**Required actions**
1 - Can you copy the soybean rust article word for word, from "The work builds" up to and including "to soybean rust."?
2 - Which organizations does the soybean rust article name?

The 2Blades Group at The Sainsbury Laboratory, working with Bayer, has received an Industrial Partnership Award (IPA) from the UK Biotechnology and Biological Sciences Research Council (BBSRC). The three-year, £860,000 grant will support a research project led by 2Blades to develop durable resistance to soybean rust (SBR), one of the world’s most destructive crop diseases.
The three-year project, “Novel Mechanism-of-Action (NMoA) Genes: A Pathway to Durable Soybean Rust Resistance,” will accelerate the discovery of new plant immune mechanisms to protect soybean against Phakopsora pachyrhizi, the fungus that causes soybean rust (SBR). This airborne disease can wipe out up to 90% of a crop within as little as three weeks after infection, posing a major risk to food security and farm incomes.
A New Route to Durable Resistance
Current SBR control options — fungicides and conventional breeding — offer only partial protection and come with major constraints. Chemical applications are expensive and raise concerns about potential impacts on health and the environment, while the pathogen is quickly evolving reduced sensitivity to available controls. Meanwhile, known soybean resistance genes have been overcome by new pathogen races.
To tackle these limitations, 2Blades will focus on characterizing an NMoA gene pair identified in wild Glycine relatives that show immunity to SBR. When transferred into cultivated soybean, these genes could provide stronger, longer-lasting resistance to the disease.
The project aims to:
- Characterize the diversity of NMoA-related sequences across plant species;
- Identify interactions among the regulatory, signaling, and pathogen effector proteins;
- Determine how this immune response function in plant cells; and
- Explore genome editing strategies to unlock disease resistance potential from related NMoA genes in soybean.
By elucidating this new defense pathway, the research seeks to enable durable and sustainable solutions to SBR, reduce reliance on chemical treatments, and improve crop resilience worldwide, according to a press release.
The project is a collaboration between 2Blades and Bayer. Bayer will use the research outcomes to support soybean breeding efforts aimed at growers in South America, while 2Blades will work on adapting the approach for use in smallholder farming systems in Africa.
The work builds on prior joint research between the two organizations on soybean rust resistance. The BBSRC-funded project extends that collaboration by deepening the scientific understanding needed to develop soybean varieties with longer-lasting resistance to soybean rust.

Extracted records:
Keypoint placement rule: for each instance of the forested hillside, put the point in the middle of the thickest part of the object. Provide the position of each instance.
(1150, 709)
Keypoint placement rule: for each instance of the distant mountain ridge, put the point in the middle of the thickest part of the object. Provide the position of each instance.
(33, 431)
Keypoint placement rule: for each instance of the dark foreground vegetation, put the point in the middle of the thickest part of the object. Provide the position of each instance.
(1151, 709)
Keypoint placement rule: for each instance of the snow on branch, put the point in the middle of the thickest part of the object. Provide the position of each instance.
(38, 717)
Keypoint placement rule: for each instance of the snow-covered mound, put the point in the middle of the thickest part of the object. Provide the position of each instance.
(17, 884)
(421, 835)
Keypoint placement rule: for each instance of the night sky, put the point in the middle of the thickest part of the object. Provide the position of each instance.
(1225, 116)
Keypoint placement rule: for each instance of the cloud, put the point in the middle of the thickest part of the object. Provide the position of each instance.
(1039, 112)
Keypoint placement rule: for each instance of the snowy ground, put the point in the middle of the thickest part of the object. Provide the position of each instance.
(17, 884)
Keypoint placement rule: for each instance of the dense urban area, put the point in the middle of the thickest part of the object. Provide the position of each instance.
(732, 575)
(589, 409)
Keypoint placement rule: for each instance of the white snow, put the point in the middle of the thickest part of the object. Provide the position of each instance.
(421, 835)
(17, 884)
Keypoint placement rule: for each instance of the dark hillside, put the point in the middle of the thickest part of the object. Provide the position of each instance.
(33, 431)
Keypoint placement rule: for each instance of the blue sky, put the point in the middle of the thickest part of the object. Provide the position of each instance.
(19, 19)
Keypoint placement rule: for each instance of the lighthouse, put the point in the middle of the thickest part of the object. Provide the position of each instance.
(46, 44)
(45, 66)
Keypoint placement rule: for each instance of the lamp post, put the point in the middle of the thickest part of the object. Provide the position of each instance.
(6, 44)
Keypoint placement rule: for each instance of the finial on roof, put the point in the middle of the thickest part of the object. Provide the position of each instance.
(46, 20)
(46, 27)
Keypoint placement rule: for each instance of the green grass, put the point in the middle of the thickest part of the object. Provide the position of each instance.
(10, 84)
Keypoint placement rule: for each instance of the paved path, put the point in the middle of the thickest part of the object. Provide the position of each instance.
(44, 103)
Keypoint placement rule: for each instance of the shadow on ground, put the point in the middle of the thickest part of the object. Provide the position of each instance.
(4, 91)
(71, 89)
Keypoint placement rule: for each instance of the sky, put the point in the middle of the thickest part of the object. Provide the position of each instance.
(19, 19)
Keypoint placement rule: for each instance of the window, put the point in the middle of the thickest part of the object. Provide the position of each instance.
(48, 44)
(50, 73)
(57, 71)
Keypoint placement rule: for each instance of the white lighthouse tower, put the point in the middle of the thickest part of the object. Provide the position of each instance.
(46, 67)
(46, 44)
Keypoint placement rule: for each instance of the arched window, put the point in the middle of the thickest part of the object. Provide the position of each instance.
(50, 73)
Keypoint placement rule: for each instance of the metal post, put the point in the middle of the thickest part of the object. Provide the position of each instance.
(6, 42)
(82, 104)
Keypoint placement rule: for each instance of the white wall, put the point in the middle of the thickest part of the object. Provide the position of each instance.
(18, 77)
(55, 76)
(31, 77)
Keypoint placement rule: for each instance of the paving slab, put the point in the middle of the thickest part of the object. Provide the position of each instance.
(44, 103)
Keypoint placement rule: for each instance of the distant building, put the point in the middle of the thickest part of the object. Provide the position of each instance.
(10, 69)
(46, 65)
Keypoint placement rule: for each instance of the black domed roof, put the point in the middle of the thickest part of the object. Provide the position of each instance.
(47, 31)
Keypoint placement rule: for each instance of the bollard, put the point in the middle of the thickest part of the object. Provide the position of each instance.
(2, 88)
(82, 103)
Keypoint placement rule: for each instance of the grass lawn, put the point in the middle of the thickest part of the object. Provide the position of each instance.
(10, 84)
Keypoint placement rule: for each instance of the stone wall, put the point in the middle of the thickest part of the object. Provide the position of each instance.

**Answer set**
1 -
The work builds on prior joint research between the two organizations on soybean rust resistance. The BBSRC-funded project extends that collaboration by deepening the scientific understanding needed to develop soybean varieties with longer-lasting resistance to soybean rust.

2 -
- 2Blades Group
- The Sainsbury Laboratory
- Bayer
- UK Biotechnology and Biological Sciences Research Council (BBSRC)